== WHAT YOU WILL DO ==
Reproduce every one of the rows below word for word, leaving out the pictures.

= = = = = = =

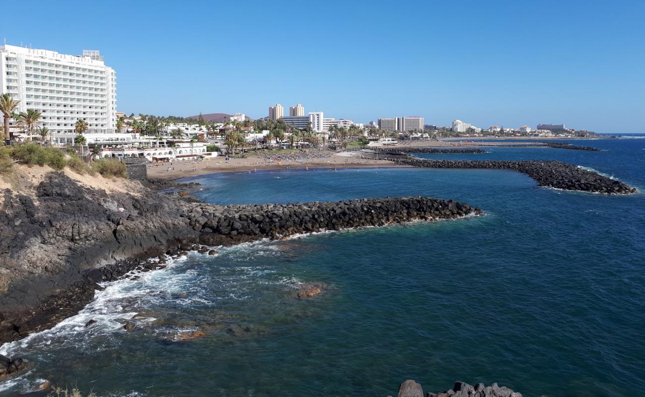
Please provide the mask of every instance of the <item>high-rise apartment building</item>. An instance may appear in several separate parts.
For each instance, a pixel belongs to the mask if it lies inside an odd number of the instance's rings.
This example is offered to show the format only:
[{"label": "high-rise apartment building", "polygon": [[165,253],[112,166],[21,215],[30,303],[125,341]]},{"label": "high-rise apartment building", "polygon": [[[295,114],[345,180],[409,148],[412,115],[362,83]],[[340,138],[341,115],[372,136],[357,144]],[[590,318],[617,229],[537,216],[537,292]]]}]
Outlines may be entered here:
[{"label": "high-rise apartment building", "polygon": [[116,73],[98,51],[79,56],[5,45],[0,57],[0,94],[20,101],[16,112],[40,112],[40,126],[53,133],[73,132],[81,119],[89,132],[117,132]]},{"label": "high-rise apartment building", "polygon": [[284,116],[284,108],[279,103],[276,103],[275,106],[269,107],[269,119],[279,120]]},{"label": "high-rise apartment building", "polygon": [[301,104],[289,108],[289,116],[304,116],[304,107]]},{"label": "high-rise apartment building", "polygon": [[413,130],[422,130],[423,123],[423,117],[418,116],[387,117],[379,119],[379,128],[388,131],[404,132]]},{"label": "high-rise apartment building", "polygon": [[481,128],[477,128],[472,124],[464,123],[461,120],[453,120],[452,121],[453,132],[475,132],[479,134],[481,131]]}]

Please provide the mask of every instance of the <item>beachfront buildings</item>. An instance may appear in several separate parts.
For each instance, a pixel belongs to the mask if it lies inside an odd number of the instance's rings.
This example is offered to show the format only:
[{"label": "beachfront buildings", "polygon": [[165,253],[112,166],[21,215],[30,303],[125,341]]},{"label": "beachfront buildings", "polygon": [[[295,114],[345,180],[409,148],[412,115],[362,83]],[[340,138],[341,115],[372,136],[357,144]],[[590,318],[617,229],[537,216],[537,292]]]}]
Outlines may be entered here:
[{"label": "beachfront buildings", "polygon": [[242,123],[246,119],[246,115],[244,113],[235,113],[231,116],[231,121],[239,121]]},{"label": "beachfront buildings", "polygon": [[322,112],[310,112],[308,116],[290,116],[282,117],[284,124],[294,128],[304,130],[310,127],[314,132],[322,132],[323,130]]},{"label": "beachfront buildings", "polygon": [[546,130],[554,134],[570,132],[564,124],[538,124],[536,130]]},{"label": "beachfront buildings", "polygon": [[275,106],[269,107],[269,119],[279,120],[284,116],[284,108],[279,103],[276,103]]},{"label": "beachfront buildings", "polygon": [[289,116],[304,116],[304,107],[301,104],[296,105],[295,106],[292,106],[289,108]]},{"label": "beachfront buildings", "polygon": [[477,128],[472,124],[464,123],[461,120],[453,120],[452,121],[453,132],[479,134],[481,131],[481,128]]},{"label": "beachfront buildings", "polygon": [[116,73],[98,51],[81,56],[0,46],[0,94],[20,101],[15,112],[40,112],[41,127],[72,132],[85,120],[88,132],[116,131]]},{"label": "beachfront buildings", "polygon": [[399,117],[379,119],[379,128],[388,131],[405,132],[423,129],[424,119],[422,117]]}]

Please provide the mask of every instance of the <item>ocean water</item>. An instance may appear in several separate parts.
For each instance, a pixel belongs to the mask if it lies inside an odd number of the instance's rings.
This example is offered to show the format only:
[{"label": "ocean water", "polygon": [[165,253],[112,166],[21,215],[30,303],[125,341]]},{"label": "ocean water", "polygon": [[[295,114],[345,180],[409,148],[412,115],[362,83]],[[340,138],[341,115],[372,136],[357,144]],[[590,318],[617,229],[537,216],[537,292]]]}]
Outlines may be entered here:
[{"label": "ocean water", "polygon": [[[602,152],[490,148],[445,159],[559,159],[645,190],[645,139]],[[582,144],[580,141],[572,141]],[[633,396],[645,382],[645,195],[541,188],[508,170],[384,168],[186,181],[209,202],[432,196],[485,215],[263,241],[106,283],[79,314],[0,347],[99,396],[386,396],[497,382],[524,396]],[[303,283],[323,282],[299,300]],[[139,317],[128,320],[135,314]],[[97,323],[90,327],[89,320]],[[127,332],[123,323],[132,321]],[[202,338],[177,335],[202,330]]]}]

= = = = = = =

== FULL RESPONSE ==
Please provide the mask of every instance of the <item>high-rise apartment building</item>. An instance may appear in several separate parts.
For each instance, a pixel belongs to the mask if it lies inside an odd number of the instance's rings.
This example is offered to show the format only:
[{"label": "high-rise apartment building", "polygon": [[165,253],[112,166],[21,215],[30,303],[125,341]]},{"label": "high-rise apartment building", "polygon": [[[295,114],[345,180],[409,148],[412,115],[362,83]],[[340,138],[341,115],[372,136],[357,144]],[[590,318],[617,229],[537,216],[537,292]]]}]
Outlines may be entered here:
[{"label": "high-rise apartment building", "polygon": [[116,73],[98,51],[79,56],[5,45],[0,57],[0,94],[20,101],[16,112],[40,112],[40,126],[53,133],[73,132],[81,119],[89,132],[117,132]]},{"label": "high-rise apartment building", "polygon": [[284,116],[284,108],[279,103],[276,103],[275,106],[269,107],[269,119],[279,120]]},{"label": "high-rise apartment building", "polygon": [[301,104],[289,108],[289,116],[304,116],[304,107]]},{"label": "high-rise apartment building", "polygon": [[413,130],[422,130],[423,123],[423,117],[418,116],[387,117],[379,119],[379,128],[388,131],[404,132]]},{"label": "high-rise apartment building", "polygon": [[481,128],[477,128],[472,124],[464,123],[461,120],[453,120],[452,121],[453,132],[475,132],[479,134],[481,131]]}]

Please provide the mask of every instance of the <item>beachfront buildings</item>. An instance may appear in several separate parts.
For each instance, a pixel belongs to the mask if it lies inside an odd number of the instance's rings.
This example is offered to show the format only:
[{"label": "beachfront buildings", "polygon": [[165,253],[112,166],[21,215],[30,303],[125,341]]},{"label": "beachfront buildings", "polygon": [[[295,114],[345,180],[409,148],[412,115],[362,83]],[[340,138],[341,115],[372,136],[357,144]],[[590,318],[617,229],[537,216],[537,292]]]}]
Outlines may be entered here:
[{"label": "beachfront buildings", "polygon": [[242,123],[246,119],[246,115],[244,113],[235,113],[231,116],[231,121],[239,121]]},{"label": "beachfront buildings", "polygon": [[322,112],[310,112],[308,116],[290,116],[282,117],[284,124],[294,128],[304,130],[310,127],[314,132],[322,132],[323,130]]},{"label": "beachfront buildings", "polygon": [[546,130],[554,134],[570,132],[564,124],[538,124],[536,130]]},{"label": "beachfront buildings", "polygon": [[275,106],[269,107],[269,119],[279,120],[284,116],[284,108],[279,103],[276,103]]},{"label": "beachfront buildings", "polygon": [[289,116],[304,116],[304,107],[301,104],[296,105],[295,106],[292,106],[289,108]]},{"label": "beachfront buildings", "polygon": [[477,128],[472,124],[464,123],[461,120],[453,120],[452,121],[453,132],[479,134],[481,131],[481,128]]},{"label": "beachfront buildings", "polygon": [[116,73],[98,51],[81,56],[0,46],[0,94],[20,101],[15,112],[40,112],[41,127],[72,132],[85,120],[88,132],[116,131]]},{"label": "beachfront buildings", "polygon": [[399,117],[379,119],[379,128],[388,131],[405,132],[423,129],[424,119],[422,117]]}]

Please provide the mask of every instance of the <item>ocean water</item>. An instance may appear in several separate parts.
For each instance, a pixel belongs to the mask if it lies inside an odd number of the instance's rings.
This example is offered to show the format only:
[{"label": "ocean water", "polygon": [[165,253],[112,166],[21,215],[30,303],[125,341]]},{"label": "ocean water", "polygon": [[[295,114],[345,180],[409,148],[412,115],[362,83]],[[340,138],[341,115],[372,136],[357,144]],[[590,318],[617,229],[537,216],[537,292]]]}]
Outlines may be entered here:
[{"label": "ocean water", "polygon": [[[602,152],[490,148],[445,159],[559,159],[645,190],[645,139]],[[582,144],[580,141],[572,141]],[[633,396],[645,382],[645,195],[541,188],[508,170],[384,168],[186,181],[209,202],[432,196],[485,215],[263,241],[106,283],[79,314],[0,347],[99,396],[386,396],[497,382],[524,396]],[[303,283],[323,282],[299,300]],[[139,317],[128,320],[135,314]],[[97,323],[90,327],[89,320]],[[127,332],[123,323],[132,321]],[[202,338],[177,335],[202,330]]]}]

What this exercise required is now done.